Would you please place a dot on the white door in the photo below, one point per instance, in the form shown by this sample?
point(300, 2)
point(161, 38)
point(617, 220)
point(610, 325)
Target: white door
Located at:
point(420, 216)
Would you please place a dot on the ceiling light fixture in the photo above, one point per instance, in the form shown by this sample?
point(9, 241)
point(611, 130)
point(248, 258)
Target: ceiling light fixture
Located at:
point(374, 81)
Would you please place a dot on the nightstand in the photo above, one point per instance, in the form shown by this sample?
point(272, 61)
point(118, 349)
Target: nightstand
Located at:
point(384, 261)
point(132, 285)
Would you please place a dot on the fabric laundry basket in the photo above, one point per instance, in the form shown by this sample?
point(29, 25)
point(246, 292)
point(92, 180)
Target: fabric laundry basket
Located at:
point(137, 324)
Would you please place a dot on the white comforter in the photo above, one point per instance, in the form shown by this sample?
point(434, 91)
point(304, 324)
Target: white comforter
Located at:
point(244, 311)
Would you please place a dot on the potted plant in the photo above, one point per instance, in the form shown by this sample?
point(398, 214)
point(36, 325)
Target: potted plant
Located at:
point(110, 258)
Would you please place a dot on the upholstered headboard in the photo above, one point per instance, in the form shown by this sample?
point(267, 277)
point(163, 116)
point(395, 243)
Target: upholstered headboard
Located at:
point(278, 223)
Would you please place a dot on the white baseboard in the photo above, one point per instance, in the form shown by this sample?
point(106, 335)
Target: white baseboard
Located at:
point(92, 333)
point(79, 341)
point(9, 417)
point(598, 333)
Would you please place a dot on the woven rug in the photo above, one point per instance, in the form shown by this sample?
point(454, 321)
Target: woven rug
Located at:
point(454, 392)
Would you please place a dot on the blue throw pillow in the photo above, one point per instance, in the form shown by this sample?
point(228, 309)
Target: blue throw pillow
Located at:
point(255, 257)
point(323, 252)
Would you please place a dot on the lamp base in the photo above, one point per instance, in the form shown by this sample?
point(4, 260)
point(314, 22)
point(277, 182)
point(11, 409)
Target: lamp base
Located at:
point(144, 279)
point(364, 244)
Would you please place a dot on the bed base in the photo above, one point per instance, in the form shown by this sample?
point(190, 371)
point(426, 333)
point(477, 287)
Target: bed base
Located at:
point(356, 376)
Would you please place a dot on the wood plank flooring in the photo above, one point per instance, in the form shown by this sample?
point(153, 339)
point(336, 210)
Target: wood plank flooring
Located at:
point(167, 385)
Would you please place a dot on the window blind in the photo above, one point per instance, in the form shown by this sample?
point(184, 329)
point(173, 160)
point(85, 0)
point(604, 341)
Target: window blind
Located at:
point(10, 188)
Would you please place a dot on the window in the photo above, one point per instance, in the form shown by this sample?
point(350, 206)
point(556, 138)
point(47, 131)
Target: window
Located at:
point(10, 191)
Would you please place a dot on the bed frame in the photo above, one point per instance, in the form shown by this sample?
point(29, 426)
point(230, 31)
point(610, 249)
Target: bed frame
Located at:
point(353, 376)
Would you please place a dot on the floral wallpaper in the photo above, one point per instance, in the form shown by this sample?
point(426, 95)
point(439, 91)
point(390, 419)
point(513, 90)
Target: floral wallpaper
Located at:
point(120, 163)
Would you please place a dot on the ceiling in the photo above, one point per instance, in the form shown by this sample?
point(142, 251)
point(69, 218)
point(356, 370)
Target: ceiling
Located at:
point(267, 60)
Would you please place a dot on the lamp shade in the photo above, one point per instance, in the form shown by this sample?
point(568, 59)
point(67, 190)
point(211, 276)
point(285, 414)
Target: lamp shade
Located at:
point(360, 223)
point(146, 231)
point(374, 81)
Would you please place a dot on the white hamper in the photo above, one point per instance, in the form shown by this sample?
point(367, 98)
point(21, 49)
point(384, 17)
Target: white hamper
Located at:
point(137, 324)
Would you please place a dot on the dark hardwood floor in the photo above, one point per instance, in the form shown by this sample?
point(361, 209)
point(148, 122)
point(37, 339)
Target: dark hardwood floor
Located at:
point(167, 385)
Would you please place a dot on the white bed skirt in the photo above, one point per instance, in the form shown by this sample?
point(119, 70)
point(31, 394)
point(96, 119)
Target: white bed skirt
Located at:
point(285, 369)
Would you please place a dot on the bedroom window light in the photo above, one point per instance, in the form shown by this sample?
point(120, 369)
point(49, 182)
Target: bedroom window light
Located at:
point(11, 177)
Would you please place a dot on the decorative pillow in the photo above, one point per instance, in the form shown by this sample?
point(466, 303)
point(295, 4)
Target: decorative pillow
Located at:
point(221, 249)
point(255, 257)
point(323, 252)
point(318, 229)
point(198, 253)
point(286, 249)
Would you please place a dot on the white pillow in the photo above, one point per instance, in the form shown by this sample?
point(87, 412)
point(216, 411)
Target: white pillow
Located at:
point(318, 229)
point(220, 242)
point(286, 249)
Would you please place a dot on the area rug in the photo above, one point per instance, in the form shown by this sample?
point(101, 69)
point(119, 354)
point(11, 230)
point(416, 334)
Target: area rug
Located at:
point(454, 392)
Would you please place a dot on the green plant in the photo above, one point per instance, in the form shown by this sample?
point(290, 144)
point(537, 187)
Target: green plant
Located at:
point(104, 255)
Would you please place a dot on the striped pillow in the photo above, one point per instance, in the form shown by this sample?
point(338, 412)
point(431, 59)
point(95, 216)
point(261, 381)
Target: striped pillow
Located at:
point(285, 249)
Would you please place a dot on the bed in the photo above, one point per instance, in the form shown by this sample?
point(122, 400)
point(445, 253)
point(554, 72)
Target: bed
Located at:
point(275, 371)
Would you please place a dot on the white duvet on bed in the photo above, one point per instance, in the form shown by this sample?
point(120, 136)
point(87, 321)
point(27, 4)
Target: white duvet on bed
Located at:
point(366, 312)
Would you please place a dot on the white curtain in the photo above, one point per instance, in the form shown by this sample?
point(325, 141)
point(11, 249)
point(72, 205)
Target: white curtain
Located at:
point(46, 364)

Problem to solve: From the records above, transcribe exactly the run of lines that opens with the line holding "Target: white bed skirt" and closes with the line holding "Would you please place a dot on the area", both included.

Response area:
Target: white bed skirt
Located at:
point(285, 369)
Would you please place a dot on the bedroom window light in the photo above, one point per instance, in the form shown by this sample?
point(120, 369)
point(49, 182)
Target: bedroom window light
Located at:
point(11, 177)
Would you please place a dot on the decorative pillow in the photo above, one point per instance, in the form shown by this sample?
point(466, 303)
point(295, 4)
Target: decorative pillow
Located at:
point(221, 249)
point(255, 257)
point(323, 252)
point(318, 229)
point(198, 253)
point(286, 249)
Would you please place a dot on the white pillow in the photo above, one point per instance, in the form shown by this sample?
point(87, 412)
point(216, 411)
Target: white pillow
Located at:
point(318, 229)
point(220, 242)
point(286, 249)
Would you please place a dot on the area rug in the photo above, one point per instance, in the form shown by this sample?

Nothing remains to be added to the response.